* **WHAT THE TASK REQUIRES**
A verbatim copy of the records below, pictures omitted, is the task.

* **DATA TO USE**
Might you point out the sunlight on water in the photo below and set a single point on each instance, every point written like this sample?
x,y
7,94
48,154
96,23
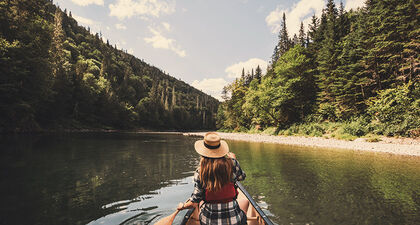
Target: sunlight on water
x,y
149,208
128,178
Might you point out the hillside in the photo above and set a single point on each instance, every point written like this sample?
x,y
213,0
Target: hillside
x,y
55,74
349,74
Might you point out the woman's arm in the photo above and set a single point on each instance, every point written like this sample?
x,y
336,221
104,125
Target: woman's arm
x,y
239,174
186,205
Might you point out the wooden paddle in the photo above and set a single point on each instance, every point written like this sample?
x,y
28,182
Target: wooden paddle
x,y
169,219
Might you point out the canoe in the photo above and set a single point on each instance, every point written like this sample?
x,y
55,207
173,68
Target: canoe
x,y
255,216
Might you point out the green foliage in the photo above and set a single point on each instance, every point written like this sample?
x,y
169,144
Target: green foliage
x,y
55,74
356,74
397,110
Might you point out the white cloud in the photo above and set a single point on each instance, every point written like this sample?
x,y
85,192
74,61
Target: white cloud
x,y
301,11
159,41
120,26
143,8
88,2
235,70
354,4
211,86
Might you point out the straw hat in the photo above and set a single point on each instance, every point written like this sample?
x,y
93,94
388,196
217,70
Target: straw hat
x,y
211,146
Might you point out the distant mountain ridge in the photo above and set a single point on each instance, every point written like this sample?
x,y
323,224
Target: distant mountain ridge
x,y
57,75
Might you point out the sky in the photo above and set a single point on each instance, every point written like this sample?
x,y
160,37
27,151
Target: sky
x,y
205,43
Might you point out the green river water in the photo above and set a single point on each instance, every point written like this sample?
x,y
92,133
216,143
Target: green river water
x,y
129,178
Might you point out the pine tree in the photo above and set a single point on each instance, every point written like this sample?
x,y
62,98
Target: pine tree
x,y
258,74
284,41
327,64
302,37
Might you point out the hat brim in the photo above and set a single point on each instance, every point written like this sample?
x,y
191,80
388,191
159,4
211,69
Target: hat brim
x,y
211,153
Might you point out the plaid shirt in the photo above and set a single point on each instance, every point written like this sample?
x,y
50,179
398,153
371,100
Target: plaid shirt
x,y
219,213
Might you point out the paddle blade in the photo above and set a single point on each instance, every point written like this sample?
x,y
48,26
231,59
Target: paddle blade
x,y
167,220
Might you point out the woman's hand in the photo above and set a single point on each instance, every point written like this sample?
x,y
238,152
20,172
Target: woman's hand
x,y
180,206
186,205
231,155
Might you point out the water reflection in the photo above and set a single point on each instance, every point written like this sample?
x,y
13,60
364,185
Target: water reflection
x,y
68,179
308,186
125,178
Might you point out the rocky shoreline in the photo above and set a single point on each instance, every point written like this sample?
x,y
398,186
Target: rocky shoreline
x,y
397,146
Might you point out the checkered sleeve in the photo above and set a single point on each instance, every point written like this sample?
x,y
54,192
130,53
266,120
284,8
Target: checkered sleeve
x,y
238,173
198,193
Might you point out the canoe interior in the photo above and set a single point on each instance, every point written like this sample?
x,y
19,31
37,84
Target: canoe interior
x,y
253,218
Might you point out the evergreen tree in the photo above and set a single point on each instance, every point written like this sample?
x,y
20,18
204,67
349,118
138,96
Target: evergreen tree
x,y
302,36
258,74
284,41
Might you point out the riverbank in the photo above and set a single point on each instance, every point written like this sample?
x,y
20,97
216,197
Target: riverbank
x,y
397,146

* **WRITTEN ANSWER**
Might you point out the sunlight on water in the photo below and set a single point on each instance, every point written like this sample?
x,y
7,94
48,154
96,23
Target: sunlight on water
x,y
149,208
128,178
Might you point out the hillside in the photo above and set a single point on each instance, every point written like this sample?
x,y
213,0
Target: hillside
x,y
55,74
349,74
Might you point out the woman's arm in the photo above and set a single point on each instance, every point written like this sample?
x,y
336,221
104,125
Target: woman's arm
x,y
239,174
186,205
Might you point out the wooden paddle in the photo above and set a single point on each instance, every point written like this sample?
x,y
28,182
Target: wooden paddle
x,y
169,219
Might you point out the canoe in the photo above and set a single point on each instance, every point written like this sample?
x,y
55,207
173,68
Target: canoe
x,y
255,216
Might you point out the green foliage in the photo above and set a single point on each instance, every point written like this sample?
x,y
169,144
Target: green foliage
x,y
55,74
356,74
397,110
Might you point out the white cloud in the photo above and set a single point on each instance, every point written like this sample?
x,y
85,192
74,61
Target: white cloud
x,y
301,11
159,41
120,26
143,8
88,2
235,70
354,4
211,86
Might you point out the straw hat in the photo above and set a single point on each instance, every point written like this sample?
x,y
93,94
388,196
217,70
Target: straw hat
x,y
211,146
Might you point out the distant mountain ridge in the photo above and set a single point on each instance, every point written like this sample?
x,y
323,224
Target: distant mountain ridge
x,y
57,75
Might you point out the sky in the photo above and set a single point on each instance, every point written like this sample?
x,y
160,37
27,151
Target: sky
x,y
205,43
Might you point out the green river water in the photo above and set a single point on each instance, every point written like this sample?
x,y
92,133
216,143
Target: green river water
x,y
129,178
Might you point out the pine tree in the photo above and set a single point on each instance, every point written like this sample?
x,y
62,98
Target: pine tree
x,y
258,74
284,41
327,64
302,37
Might you point out the hat brim in the photo above and set a single point on each instance, every point written like this sample?
x,y
191,80
388,191
159,4
211,69
Target: hat brim
x,y
211,153
Might you point out the plaid shirt in the photo above and set a single point on each instance, every point written like this sample?
x,y
50,179
398,153
371,100
Target: plaid shirt
x,y
219,213
Might you point out the paddle blade in the photo above and set a single point on each instance, every point written like this sample?
x,y
48,26
231,59
Target: paddle blade
x,y
167,220
Might you point out the woman's hand in the photo above and set a single point on each instance, every point written like this sample?
x,y
238,152
20,172
Target: woman's hand
x,y
180,206
186,205
231,155
Might you point out the water reflection in the photo above and set a single point on each instance, every point written like this sample?
x,y
13,60
364,185
Target: water reflection
x,y
68,179
308,186
125,178
Might you point out the rocky shoreline in the photo above and set a single point on each instance, every point written like this sample?
x,y
398,186
Target: rocky shoreline
x,y
397,146
Might you point out the checkered sleeve in the photo above and set a single point on each instance, every point written like this sample?
x,y
54,192
130,53
266,120
284,8
Target: checkered sleeve
x,y
238,173
198,193
Might you point out the canoe interior in the photo above and set a single point on each instance, every point written like this sample?
x,y
19,31
37,84
Target: canoe interior
x,y
253,218
Might you point out the evergreen tree in the photo above and set a single point on each instance, every point written like this sample?
x,y
20,18
204,67
349,118
138,96
Target: evergreen tree
x,y
302,36
258,74
284,41
Might you point out the riverbank in the photo above and set a single point on each instance, every point written like this sample?
x,y
20,97
216,197
Target: riverbank
x,y
397,146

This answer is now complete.